GIVEN RECORDS:
## START

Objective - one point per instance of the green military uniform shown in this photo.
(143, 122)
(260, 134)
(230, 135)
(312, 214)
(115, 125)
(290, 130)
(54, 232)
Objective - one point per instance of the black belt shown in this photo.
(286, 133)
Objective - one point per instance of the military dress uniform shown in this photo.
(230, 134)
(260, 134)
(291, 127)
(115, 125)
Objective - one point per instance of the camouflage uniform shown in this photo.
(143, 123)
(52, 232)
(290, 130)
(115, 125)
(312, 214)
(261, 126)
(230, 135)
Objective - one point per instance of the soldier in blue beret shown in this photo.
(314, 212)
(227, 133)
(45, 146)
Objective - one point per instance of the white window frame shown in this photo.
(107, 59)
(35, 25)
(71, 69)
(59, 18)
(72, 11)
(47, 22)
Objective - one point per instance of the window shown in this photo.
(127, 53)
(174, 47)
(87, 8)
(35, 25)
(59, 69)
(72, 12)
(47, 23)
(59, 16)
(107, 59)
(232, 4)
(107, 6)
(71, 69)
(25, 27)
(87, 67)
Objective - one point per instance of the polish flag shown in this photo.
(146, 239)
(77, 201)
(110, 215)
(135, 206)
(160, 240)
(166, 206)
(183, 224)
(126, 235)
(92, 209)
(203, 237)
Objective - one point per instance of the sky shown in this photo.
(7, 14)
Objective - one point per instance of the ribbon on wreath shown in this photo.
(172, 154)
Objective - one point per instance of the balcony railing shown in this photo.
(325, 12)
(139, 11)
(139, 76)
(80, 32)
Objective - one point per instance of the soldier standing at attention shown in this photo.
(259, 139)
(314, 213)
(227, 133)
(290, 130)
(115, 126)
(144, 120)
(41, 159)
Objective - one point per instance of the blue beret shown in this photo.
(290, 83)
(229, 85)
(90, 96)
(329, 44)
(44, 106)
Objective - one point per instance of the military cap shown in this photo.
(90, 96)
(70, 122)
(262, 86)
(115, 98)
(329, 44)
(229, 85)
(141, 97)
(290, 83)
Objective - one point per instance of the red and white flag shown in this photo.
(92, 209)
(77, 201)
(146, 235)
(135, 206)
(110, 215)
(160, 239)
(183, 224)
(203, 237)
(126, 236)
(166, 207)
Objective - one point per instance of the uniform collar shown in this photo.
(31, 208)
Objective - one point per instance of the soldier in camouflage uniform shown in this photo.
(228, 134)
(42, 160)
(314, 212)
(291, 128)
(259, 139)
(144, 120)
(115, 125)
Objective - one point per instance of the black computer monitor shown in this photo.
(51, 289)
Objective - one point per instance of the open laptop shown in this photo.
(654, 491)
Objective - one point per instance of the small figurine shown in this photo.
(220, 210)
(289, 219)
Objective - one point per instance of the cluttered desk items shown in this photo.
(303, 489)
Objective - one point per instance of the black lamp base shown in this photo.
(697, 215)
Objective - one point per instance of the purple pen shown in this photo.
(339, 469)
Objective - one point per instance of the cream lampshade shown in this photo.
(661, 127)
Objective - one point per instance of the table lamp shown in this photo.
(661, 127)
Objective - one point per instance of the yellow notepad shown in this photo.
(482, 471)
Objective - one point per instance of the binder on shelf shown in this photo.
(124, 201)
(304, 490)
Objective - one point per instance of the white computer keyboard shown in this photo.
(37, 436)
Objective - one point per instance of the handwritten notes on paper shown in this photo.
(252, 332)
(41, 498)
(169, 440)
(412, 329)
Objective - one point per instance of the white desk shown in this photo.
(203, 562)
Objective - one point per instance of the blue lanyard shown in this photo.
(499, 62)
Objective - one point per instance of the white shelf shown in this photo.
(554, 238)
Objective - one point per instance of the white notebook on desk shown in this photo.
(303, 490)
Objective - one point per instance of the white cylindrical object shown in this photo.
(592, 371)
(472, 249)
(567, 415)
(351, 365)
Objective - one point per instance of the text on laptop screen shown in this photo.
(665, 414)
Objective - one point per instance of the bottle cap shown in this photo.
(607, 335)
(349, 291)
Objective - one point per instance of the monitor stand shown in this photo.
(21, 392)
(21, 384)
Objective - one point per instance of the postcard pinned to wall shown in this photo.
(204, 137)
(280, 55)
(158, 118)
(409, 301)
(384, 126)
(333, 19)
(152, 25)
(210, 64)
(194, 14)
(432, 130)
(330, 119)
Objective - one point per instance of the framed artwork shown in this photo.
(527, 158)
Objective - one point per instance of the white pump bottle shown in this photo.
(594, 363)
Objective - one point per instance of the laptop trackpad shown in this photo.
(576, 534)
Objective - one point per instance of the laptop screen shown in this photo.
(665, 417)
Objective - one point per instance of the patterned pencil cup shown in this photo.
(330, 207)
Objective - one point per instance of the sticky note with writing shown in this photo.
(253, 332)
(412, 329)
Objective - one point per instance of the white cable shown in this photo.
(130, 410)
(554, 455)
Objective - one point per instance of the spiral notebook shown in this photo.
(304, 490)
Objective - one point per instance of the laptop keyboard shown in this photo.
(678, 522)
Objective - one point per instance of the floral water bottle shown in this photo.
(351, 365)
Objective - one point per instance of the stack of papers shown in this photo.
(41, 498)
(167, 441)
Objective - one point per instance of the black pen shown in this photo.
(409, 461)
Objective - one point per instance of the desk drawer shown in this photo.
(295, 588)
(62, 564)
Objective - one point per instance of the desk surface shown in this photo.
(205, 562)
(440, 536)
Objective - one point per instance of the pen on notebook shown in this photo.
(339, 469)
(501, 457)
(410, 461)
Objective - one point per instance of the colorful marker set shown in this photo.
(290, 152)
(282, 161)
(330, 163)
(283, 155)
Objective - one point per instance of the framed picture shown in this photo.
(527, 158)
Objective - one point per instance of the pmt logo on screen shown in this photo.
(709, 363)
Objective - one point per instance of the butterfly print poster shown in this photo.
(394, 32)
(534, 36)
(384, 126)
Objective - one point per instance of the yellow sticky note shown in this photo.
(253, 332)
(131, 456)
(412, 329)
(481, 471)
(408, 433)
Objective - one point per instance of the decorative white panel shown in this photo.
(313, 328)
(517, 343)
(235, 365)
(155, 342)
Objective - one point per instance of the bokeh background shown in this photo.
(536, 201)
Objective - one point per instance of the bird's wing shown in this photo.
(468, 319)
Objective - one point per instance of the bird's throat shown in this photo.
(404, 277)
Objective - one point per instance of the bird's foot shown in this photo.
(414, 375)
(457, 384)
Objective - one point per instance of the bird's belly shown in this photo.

## END

DIRECTION: Rewrite all the entries above, switching "one point per instance" to "a single point for each instance" wherever it appears and leaving everything else unchanged.

ANSWER TO THIS EXERCISE:
Objective - a single point for each instance of the green military uniform shown in this photo.
(143, 122)
(260, 134)
(230, 135)
(312, 214)
(115, 125)
(290, 130)
(54, 232)
Objective - a single point for each instance of the black belt shown in this photo.
(286, 133)
Objective - a single point for each instance of the military dress uniform shown in this photo.
(230, 134)
(260, 134)
(291, 127)
(115, 125)
Objective - a single point for each instance of the camouflage uniform shown in this photo.
(143, 123)
(52, 232)
(290, 130)
(115, 125)
(312, 214)
(261, 126)
(230, 135)
Objective - a single point for each instance of the soldier in blue beret shown in this photo.
(314, 212)
(227, 133)
(45, 146)
Objective - a single point for each instance of the white window frame shown in this photo.
(107, 59)
(35, 25)
(71, 69)
(59, 18)
(72, 11)
(47, 22)
Objective - a single point for each instance of the window shown in this photo.
(127, 53)
(174, 47)
(87, 8)
(35, 25)
(59, 69)
(72, 12)
(47, 23)
(59, 16)
(107, 59)
(232, 4)
(107, 6)
(71, 69)
(25, 27)
(87, 67)
Objective - a single point for each instance of the polish flag shown in this photo.
(146, 239)
(77, 201)
(110, 215)
(135, 206)
(160, 240)
(166, 206)
(183, 224)
(126, 235)
(92, 209)
(203, 237)
Objective - a single point for each instance of the sky shown in this photo.
(7, 14)
Objective - a single point for each instance of the ribbon on wreath shown in this photo.
(172, 154)
Objective - a single point for each instance of the balcony railing shown in this photo.
(325, 12)
(139, 11)
(139, 76)
(80, 32)
Objective - a single point for each instance of the soldier standing at attention shown in this photo.
(259, 139)
(314, 213)
(227, 133)
(290, 130)
(115, 126)
(144, 120)
(41, 159)
Objective - a single point for each instance of the blue beret shown in this photo.
(290, 83)
(229, 85)
(90, 96)
(329, 44)
(44, 106)
Objective - a single point for each instance of the military cap shown in this photo.
(90, 96)
(70, 122)
(262, 86)
(115, 98)
(329, 44)
(229, 85)
(141, 97)
(290, 83)
Objective - a single point for each instance of the red and white flag shown in this photo.
(92, 209)
(77, 201)
(146, 235)
(135, 206)
(110, 215)
(160, 239)
(183, 224)
(203, 237)
(126, 236)
(166, 207)
Objective - a single point for each instance of the uniform collar shown in this photo.
(31, 208)
Objective - a single point for each instance of the soldier in camouflage uniform shown in this photo.
(228, 134)
(42, 160)
(314, 212)
(291, 128)
(259, 139)
(144, 120)
(115, 125)
Objective - a single point for each instance of the black computer monitor shown in this photo.
(51, 289)
Objective - a single point for each instance of the open laptop shown in this photo.
(654, 491)
Objective - a single point for each instance of the small figurine shown in this photo.
(220, 210)
(289, 219)
Objective - a single point for each instance of the cluttered desk items shown in this photo.
(303, 489)
Objective - a single point for each instance of the black lamp base shown in this photo.
(697, 215)
Objective - a single point for each instance of the purple pen shown in this photo.
(339, 469)
Objective - a single point for each instance of the cream lampshade shown in this photo.
(661, 127)
Objective - a single point for each instance of the table lamp shown in this photo.
(661, 127)
Objective - a single point for each instance of the yellow notepad shown in this photo.
(482, 471)
Objective - a single point for each instance of the binder on shelf shown in this photo.
(124, 201)
(304, 490)
Objective - a single point for each instance of the white computer keyboard shown in this photo.
(37, 436)
Objective - a single point for each instance of the handwritten notes on paper shown in this photo.
(252, 332)
(41, 498)
(169, 440)
(412, 329)
Objective - a single point for each instance of the white desk shown in this photo.
(203, 562)
Objective - a single point for each instance of the blue lanyard shown in this photo.
(499, 62)
Objective - a single point for each instance of the white shelf shown in this photo.
(554, 238)
Objective - a single point for each instance of the white notebook on desk shown in this photo.
(303, 490)
Objective - a single point for each instance of the white cylindrical object shown in this photo.
(592, 371)
(472, 249)
(567, 415)
(351, 365)
Objective - a single point for each instance of the text on laptop screen shown in this photo.
(665, 414)
Objective - a single point for each instance of the bottle cap shown in this photo.
(607, 335)
(349, 291)
Objective - a single point for each instance of the monitor stand shown in this photo.
(21, 392)
(21, 384)
Objective - a single point for each instance of the postcard pinned to wall shown in this photo.
(204, 137)
(280, 55)
(158, 118)
(409, 301)
(384, 126)
(333, 19)
(152, 25)
(210, 64)
(194, 14)
(432, 130)
(330, 119)
Objective - a single point for each instance of the framed artwork shown in this photo.
(527, 158)
Objective - a single point for each instance of the white pump bottle shown in this photo.
(594, 363)
Objective - a single point for each instance of the laptop trackpad shown in this photo.
(576, 534)
Objective - a single point for each instance of the laptop screen shown in this photo.
(665, 417)
Objective - a single point for each instance of the patterned pencil cup shown in this photo.
(330, 207)
Objective - a single point for each instance of the sticky note with writing shown in this photo.
(253, 332)
(412, 329)
Objective - a single point for each instance of the white cable shown in this photo.
(130, 410)
(554, 455)
Objective - a single point for each instance of the spiral notebook shown in this photo.
(304, 490)
Objective - a single point for each instance of the laptop keyboard shown in this photo.
(678, 522)
Objective - a single point for each instance of the floral water bottle shown in this photo.
(351, 365)
Objective - a single point for each instance of the stack of papers shown in this photo.
(41, 498)
(167, 441)
Objective - a single point for each instance of the black pen shown in this photo.
(409, 461)
Objective - a single point for each instance of the desk drawer shown in this photo.
(295, 588)
(62, 564)
Objective - a single point for each instance of the desk surface shown in this photo.
(205, 562)
(440, 536)
Objective - a single point for each instance of the pen on notebook shown in this photo.
(339, 469)
(501, 457)
(410, 461)
Objective - a single point for each instance of the colorful marker set shown in this photo.
(290, 152)
(282, 161)
(330, 163)
(283, 155)
Objective - a single point for each instance of the framed picture shown in this photo.
(527, 158)
Objective - a single point for each instance of the pmt logo on screen shown in this photo.
(709, 363)
Objective - a single point for each instance of the butterfly print poster shown in this photo.
(394, 32)
(534, 36)
(384, 126)
Objective - a single point for each instance of the yellow sticky note shown in this photo.
(253, 332)
(131, 456)
(412, 329)
(481, 471)
(408, 433)
Objective - a single point for each instance of the decorative white panel shown in this photo.
(313, 328)
(517, 343)
(235, 365)
(155, 342)
Objective - a single point for each instance of the bokeh background shown in this photo.
(536, 201)
Objective - a single point for each instance of the bird's wing shown in this photo.
(468, 319)
Objective - a single point for each instance of the bird's throat shown in this photo.
(404, 277)
Objective - a single point for each instance of the bird's foot shown in this photo.
(414, 375)
(457, 384)
Objective - a single point for each instance of the bird's belly shown in this photo.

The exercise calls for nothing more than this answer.